Collected data entries
====================
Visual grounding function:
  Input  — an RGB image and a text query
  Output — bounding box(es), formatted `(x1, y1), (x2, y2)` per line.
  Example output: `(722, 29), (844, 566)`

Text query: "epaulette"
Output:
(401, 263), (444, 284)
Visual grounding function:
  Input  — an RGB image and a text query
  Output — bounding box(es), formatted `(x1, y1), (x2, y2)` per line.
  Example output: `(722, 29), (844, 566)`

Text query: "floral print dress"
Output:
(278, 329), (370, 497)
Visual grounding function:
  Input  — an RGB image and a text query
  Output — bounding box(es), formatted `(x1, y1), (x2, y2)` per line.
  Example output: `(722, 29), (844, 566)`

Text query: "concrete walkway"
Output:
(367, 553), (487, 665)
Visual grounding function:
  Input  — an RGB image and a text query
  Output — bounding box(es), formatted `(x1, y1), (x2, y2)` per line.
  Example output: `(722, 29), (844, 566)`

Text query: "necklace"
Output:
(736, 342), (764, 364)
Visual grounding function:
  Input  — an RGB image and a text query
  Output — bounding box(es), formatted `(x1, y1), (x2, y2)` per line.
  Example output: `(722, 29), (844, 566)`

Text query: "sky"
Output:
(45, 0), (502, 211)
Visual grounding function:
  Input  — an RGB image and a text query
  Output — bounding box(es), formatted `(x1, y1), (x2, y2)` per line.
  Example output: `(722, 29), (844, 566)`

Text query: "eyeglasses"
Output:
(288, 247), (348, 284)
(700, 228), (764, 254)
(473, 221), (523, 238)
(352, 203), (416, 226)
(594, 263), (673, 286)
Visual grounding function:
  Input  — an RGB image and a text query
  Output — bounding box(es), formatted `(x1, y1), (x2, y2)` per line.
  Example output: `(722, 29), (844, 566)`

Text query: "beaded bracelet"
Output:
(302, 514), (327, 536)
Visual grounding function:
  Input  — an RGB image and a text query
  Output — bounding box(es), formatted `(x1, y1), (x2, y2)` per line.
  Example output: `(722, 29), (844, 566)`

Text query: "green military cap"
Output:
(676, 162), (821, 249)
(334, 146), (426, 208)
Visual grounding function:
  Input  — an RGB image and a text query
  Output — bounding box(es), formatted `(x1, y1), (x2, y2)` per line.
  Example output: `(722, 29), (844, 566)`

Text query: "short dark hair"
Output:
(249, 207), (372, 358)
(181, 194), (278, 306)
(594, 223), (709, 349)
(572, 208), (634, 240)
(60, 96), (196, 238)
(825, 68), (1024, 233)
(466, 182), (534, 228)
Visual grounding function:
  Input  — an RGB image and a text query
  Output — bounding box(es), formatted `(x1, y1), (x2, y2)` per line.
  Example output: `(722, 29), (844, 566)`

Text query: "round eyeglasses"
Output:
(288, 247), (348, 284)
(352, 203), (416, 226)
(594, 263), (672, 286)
====================
Exercise description → Copy out all the records above word for word, keeping every line as it appears.

Exercise answer →
Visual grounding function:
  Input  — an RGB image and a text query
  Output — bounding box(es), formatted `(x1, y1), (x2, y2)` per line.
  Example output: `(722, 29), (844, 566)`

Text query: "epaulette"
Output:
(401, 263), (444, 284)
Visual grounding function:
  Input  — an RGB image and a text query
  Output — bounding box(es), formatted `(x1, y1), (x2, y2)` per line.
  Example output: `(722, 29), (844, 566)`

Text query: "floral print dress"
Output:
(278, 329), (370, 497)
Visual grounding function:
  Input  — an RGB image and a text query
  Output — bounding box(es), formatted `(x1, y1), (x2, y2)` per line.
  Example output: `(722, 29), (844, 566)`

Text query: "concrete walkway"
Output:
(367, 553), (487, 665)
Visual grounding function:
  Input  — an RGB image and a text query
  Output — bounding box(es), formatted `(x1, y1), (x2, y2)` per line.
  Example output: `(722, 29), (844, 566)`

Text query: "necklace"
Output:
(736, 342), (764, 364)
Visual grounding function:
  Input  — an RGB image and a text query
  Output — bounding box(es), formatted `(x1, y1), (x2, y2)` per line.
  Example output: `(722, 29), (844, 566)`

Text query: "sky"
Output:
(45, 0), (502, 211)
Visual grounding function:
  Input  — an RGB image and a text query
  Output — bounding box(es), formatted `(x1, y1), (x2, y2)` per line.
  Example output: `(722, 29), (844, 566)`

Text query: "eyeglasses"
Output:
(288, 247), (348, 284)
(700, 228), (764, 254)
(473, 221), (523, 238)
(352, 203), (416, 226)
(594, 263), (673, 286)
Visual grounding function:
  Input  — an RGB image and a text query
  Output — bounding box(es), formatted `(x1, y1), (x2, y2)` per line.
  Example output: `(722, 29), (844, 566)`

Text query: "beaded bracelet"
Output:
(302, 514), (327, 536)
Visual grounding function:
  Input  — an RGB image and a text query
  Output — bounding box(es), formatted `(x1, y1), (x2, y2)` per line.
  Example output: `(722, 29), (844, 566)`

Text query: "green military cap"
Output:
(676, 162), (821, 249)
(334, 146), (426, 208)
Visual grounding function:
  Input  — an RGB image and a text query
  Output — bounding box(es), formatted `(x1, y1), (x2, y2)` per line.
  Example output: `(722, 29), (844, 566)`

Text query: "short dark hair"
Output:
(249, 207), (372, 358)
(181, 194), (278, 306)
(594, 223), (709, 349)
(572, 208), (634, 240)
(60, 96), (196, 238)
(825, 68), (1024, 233)
(466, 182), (534, 228)
Visual grounding function:
  Input  — an RGB image and a text query
  Output — bounding box(es), formatted `(x1, y1), (x2, y2)` per line.
  Example output: `(722, 29), (844, 566)`

Text query: "round eyeglasses"
Output:
(288, 247), (348, 284)
(352, 203), (416, 226)
(594, 263), (672, 286)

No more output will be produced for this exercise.